### YOUR GOAL
Through the last line of the entries, please copy every line exactly, starting with the one that contains "of the sunlit".

[SUPPLIED MATERIAL Boundary: Start]

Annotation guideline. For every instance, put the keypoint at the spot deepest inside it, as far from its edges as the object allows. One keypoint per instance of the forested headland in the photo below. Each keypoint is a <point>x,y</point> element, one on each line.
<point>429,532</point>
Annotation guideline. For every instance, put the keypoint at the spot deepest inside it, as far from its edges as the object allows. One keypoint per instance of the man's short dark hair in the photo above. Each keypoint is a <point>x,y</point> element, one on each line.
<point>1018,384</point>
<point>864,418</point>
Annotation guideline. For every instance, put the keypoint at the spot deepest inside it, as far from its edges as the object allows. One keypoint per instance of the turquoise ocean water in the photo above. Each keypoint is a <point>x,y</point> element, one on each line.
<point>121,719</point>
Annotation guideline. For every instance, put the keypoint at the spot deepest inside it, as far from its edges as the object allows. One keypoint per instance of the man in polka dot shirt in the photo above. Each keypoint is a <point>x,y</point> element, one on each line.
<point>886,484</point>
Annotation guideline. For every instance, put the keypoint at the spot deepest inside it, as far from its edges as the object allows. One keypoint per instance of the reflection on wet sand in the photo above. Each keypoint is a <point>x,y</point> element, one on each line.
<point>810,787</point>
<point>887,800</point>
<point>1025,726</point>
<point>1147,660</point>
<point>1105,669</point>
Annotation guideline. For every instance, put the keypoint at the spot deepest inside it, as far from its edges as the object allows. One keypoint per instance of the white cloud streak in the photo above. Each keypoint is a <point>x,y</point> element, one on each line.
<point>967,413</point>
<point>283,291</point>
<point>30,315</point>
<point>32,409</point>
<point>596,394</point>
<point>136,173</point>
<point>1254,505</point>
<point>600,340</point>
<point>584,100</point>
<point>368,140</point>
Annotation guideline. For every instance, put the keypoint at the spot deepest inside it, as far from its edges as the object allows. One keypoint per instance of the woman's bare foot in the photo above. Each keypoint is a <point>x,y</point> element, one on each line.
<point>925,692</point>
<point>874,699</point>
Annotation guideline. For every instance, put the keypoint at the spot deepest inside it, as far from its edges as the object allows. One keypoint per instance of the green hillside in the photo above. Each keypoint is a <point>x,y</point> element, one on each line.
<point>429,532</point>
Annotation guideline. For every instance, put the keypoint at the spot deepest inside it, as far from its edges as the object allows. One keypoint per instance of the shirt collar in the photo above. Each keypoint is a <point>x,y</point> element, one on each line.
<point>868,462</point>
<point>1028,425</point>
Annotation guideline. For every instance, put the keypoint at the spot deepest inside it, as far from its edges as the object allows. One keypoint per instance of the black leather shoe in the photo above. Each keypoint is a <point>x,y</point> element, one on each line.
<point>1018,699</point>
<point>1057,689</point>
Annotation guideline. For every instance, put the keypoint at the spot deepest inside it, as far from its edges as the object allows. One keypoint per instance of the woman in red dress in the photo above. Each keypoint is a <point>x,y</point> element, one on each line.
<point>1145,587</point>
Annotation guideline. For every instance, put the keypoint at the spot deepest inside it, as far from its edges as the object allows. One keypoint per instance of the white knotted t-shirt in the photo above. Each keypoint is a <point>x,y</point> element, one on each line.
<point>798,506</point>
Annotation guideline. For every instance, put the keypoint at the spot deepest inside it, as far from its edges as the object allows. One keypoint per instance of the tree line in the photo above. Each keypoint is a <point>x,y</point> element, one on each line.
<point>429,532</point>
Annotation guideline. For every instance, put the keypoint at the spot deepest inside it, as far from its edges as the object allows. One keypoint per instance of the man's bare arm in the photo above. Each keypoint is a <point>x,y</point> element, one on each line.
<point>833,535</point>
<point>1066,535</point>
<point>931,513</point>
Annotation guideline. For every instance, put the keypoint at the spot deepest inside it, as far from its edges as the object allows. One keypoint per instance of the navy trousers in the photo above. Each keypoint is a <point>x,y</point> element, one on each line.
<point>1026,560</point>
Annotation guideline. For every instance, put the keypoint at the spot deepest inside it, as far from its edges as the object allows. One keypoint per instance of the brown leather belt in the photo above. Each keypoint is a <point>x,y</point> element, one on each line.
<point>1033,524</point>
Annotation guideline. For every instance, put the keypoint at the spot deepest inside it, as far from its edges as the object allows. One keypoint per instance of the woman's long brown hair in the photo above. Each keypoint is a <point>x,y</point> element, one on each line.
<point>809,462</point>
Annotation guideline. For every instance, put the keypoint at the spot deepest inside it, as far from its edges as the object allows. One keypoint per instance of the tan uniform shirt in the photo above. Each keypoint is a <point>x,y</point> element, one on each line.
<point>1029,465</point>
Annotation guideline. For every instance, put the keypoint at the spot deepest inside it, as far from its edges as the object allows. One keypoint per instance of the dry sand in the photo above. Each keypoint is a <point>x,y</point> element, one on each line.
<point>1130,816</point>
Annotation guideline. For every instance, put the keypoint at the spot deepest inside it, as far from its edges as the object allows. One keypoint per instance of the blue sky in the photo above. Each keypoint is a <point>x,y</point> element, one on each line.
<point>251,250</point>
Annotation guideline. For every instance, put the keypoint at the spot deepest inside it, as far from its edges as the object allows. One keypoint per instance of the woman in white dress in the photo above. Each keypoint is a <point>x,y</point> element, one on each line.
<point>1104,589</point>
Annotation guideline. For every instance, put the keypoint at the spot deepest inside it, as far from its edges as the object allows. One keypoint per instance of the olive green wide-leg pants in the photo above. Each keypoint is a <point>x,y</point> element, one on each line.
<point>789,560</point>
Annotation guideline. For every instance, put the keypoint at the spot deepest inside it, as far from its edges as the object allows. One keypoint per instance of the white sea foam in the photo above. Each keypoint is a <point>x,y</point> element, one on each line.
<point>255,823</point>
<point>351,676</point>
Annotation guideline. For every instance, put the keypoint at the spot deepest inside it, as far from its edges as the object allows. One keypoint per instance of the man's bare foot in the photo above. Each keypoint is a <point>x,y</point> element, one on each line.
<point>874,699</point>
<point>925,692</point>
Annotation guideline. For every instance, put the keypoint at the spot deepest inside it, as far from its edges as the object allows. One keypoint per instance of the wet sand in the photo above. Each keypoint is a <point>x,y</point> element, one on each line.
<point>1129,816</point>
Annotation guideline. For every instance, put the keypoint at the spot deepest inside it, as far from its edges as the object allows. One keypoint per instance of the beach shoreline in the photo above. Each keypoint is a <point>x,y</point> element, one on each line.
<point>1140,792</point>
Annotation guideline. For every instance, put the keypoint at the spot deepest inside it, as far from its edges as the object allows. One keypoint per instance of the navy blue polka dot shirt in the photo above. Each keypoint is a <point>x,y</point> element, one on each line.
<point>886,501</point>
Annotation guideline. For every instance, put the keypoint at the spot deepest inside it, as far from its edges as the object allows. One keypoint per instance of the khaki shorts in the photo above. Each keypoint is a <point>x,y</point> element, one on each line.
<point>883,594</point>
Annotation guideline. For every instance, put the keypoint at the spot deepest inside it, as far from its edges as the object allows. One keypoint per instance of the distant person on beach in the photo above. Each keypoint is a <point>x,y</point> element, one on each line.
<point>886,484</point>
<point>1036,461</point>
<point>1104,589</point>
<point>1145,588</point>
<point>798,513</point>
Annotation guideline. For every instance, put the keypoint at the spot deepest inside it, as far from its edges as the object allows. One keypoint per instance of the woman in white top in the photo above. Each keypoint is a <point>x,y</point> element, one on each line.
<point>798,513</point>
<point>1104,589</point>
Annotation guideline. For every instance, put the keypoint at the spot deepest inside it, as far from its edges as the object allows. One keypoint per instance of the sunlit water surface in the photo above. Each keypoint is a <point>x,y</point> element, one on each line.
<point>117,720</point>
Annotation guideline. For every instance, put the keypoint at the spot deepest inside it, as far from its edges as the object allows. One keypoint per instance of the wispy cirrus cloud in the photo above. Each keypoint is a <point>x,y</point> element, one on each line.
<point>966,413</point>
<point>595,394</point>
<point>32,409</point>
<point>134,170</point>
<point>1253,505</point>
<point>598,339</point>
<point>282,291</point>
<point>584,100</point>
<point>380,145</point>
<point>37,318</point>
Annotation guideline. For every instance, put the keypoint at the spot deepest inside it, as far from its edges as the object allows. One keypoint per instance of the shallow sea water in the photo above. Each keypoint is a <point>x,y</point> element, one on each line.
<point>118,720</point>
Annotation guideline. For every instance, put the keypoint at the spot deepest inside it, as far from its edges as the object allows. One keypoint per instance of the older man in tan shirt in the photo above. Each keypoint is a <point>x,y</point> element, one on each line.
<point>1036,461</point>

[SUPPLIED MATERIAL Boundary: End]

### RESPONSE AREA
Annotation guideline. For every instance, put the keypoint at the spot deepest inside it, as far from its edges as the object allows. One keypoint per instance of the sunlit water surface in the photo above. Each keypoint is a <point>x,y</point> element, one on each line.
<point>117,720</point>
Annotation guideline. For every instance, put the keypoint at the spot deepest inside it, as far from its edges as the object allows. One keypoint per instance of the wispy cirrus cloud in the photo above. Each keypoint is a <point>x,y</point> element, one on each line.
<point>966,413</point>
<point>595,394</point>
<point>32,409</point>
<point>134,170</point>
<point>1253,505</point>
<point>598,339</point>
<point>282,291</point>
<point>584,100</point>
<point>380,145</point>
<point>37,318</point>
Annotation guideline. For every instance, put the keypoint at the spot deepest inside it, as far from its edges as the object allows. One keypoint per instance of the shallow sea water in the photo above. Each keypoint is a <point>x,y</point> element, one on each line.
<point>118,720</point>
Annotation guideline. For every instance, put the keypoint at the spot deepest inside it, as far from its edges as the object allows. One keypoint per instance of the older man in tan shirt in the photo above. Each keypoint is a <point>x,y</point> element, one on each line.
<point>1036,461</point>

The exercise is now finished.